TASK REQUIREMENTS – Revise each of the entries below, replacing "bounding box" with "enclosing rectangle" throughout and leaving all other wording unchanged. Omit the pictures from your answer.

▬▬▬

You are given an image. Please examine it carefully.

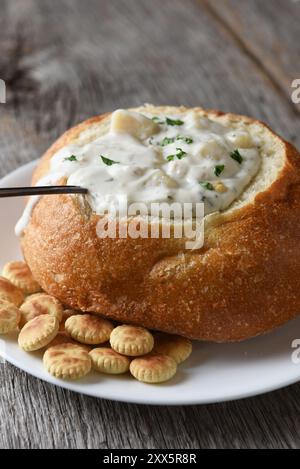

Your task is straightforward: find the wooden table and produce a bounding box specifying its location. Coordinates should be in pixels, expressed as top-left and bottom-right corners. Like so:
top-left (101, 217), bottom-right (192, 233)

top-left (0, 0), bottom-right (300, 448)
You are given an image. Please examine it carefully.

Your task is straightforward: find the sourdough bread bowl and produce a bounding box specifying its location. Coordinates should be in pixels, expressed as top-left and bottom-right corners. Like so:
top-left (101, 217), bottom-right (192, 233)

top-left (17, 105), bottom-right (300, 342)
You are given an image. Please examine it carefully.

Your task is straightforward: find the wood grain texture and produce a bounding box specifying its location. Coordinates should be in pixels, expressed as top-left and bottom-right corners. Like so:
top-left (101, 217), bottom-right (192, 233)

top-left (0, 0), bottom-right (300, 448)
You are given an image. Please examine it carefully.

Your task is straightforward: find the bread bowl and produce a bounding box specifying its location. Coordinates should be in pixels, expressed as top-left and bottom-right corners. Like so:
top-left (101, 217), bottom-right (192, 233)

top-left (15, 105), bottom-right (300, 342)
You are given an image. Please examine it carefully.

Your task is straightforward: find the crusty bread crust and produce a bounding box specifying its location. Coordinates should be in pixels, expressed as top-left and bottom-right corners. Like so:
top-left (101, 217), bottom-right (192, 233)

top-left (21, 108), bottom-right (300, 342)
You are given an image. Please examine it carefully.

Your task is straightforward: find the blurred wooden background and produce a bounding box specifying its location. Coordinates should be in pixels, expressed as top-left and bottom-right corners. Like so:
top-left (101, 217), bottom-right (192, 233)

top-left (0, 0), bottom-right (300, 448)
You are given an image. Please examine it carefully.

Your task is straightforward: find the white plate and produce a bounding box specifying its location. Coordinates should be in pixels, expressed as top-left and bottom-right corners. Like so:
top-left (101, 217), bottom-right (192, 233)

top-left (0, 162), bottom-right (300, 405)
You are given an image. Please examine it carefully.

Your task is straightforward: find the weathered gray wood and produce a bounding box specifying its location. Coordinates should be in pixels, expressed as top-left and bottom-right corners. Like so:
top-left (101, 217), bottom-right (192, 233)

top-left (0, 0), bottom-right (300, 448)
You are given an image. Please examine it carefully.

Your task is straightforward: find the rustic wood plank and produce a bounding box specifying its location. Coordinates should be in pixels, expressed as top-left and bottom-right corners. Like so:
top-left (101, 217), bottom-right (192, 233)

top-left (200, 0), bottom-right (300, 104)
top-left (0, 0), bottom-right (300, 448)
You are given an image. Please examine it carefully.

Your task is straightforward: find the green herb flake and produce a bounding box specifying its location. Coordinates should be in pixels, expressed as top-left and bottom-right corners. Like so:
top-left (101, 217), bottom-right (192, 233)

▬▬▬

FINISHED EXERCISE –
You are given an image. Please examine it carefully.


Your task is straightforward: find the wooden table and produce a enclosing rectangle specifying its location. Coordinates should be in pixels, expressed as top-left and bottom-right corners. Like so:
top-left (101, 217), bottom-right (192, 233)

top-left (0, 0), bottom-right (300, 448)
You are given an image. Please examine it carefully.

Your task is straightforward: find the sourdough bread bowl and produce a enclosing rectangle specifying its location. Coordinates should be in pixels, expressed as top-left and bottom-right corners. Like so:
top-left (101, 217), bottom-right (192, 233)

top-left (17, 105), bottom-right (300, 342)
You are given an image. Please examine it carefully.

Your task is straightforward: find the wood grain texture and produce a enclosing rectangle specifying its location. Coordinates should be in pixels, expressed as top-left and bottom-right corners. Like so:
top-left (101, 217), bottom-right (192, 233)

top-left (0, 0), bottom-right (300, 448)
You are given an image. Please examine it carefully.

Your task is straightforward: find the bread bowl and produce a enclosing rectangle specifying its location. Coordinates should be in pixels, expressed as top-left and bottom-right corners. Like so:
top-left (101, 217), bottom-right (192, 233)

top-left (15, 105), bottom-right (300, 342)
You are given an image. Please examine it carefully.

Your task is straightforward: find the crusty bread crust and produce a enclosing rectangle specifying its location. Coordinates should be in pixels, expressed as top-left and bottom-right corners. Like so:
top-left (101, 217), bottom-right (192, 233)

top-left (21, 108), bottom-right (300, 342)
You are given an image. Please examine it carefully.

Your task is straightforward: find the blurred wooden background and produce a enclosing rectangle specifying its location. Coordinates should be in pixels, expressed as top-left and bottom-right corners. Like so:
top-left (101, 217), bottom-right (192, 233)

top-left (0, 0), bottom-right (300, 448)
You are given an image. Please examine it carefully.

Your task is straightforward: find the white plate and produce a enclosing rectangle specifying its location. Coordinates should be in pixels, expressed as top-left and bottom-right corners. Like so:
top-left (101, 217), bottom-right (192, 233)

top-left (0, 162), bottom-right (300, 405)
You are given an image. Please examine it carefully.

Your task is straightforward: find the weathered gray wood and produce a enclosing rectangle specifying its location. Coordinates should be in pixels, expressed as top-left and bottom-right corners. Like so:
top-left (101, 217), bottom-right (192, 233)

top-left (0, 0), bottom-right (300, 448)
You are given an image. Please examine it carefully.

Your task is straightforward: find the rustic wood plank and produce a enclosing rectangle specifying its location. Coordinates should be in pixels, expressed as top-left and bottom-right corners. Like so:
top-left (101, 217), bottom-right (192, 233)

top-left (200, 0), bottom-right (300, 104)
top-left (0, 0), bottom-right (300, 448)
You are given an image. Please examine it carefully.

Your task is straightforward: find the green herb flake and produce a enclosing rectangle specifying its location. Coordinates should be in pixels, expressed as top-left and bottom-right corners. Like so:
top-left (101, 217), bottom-right (192, 233)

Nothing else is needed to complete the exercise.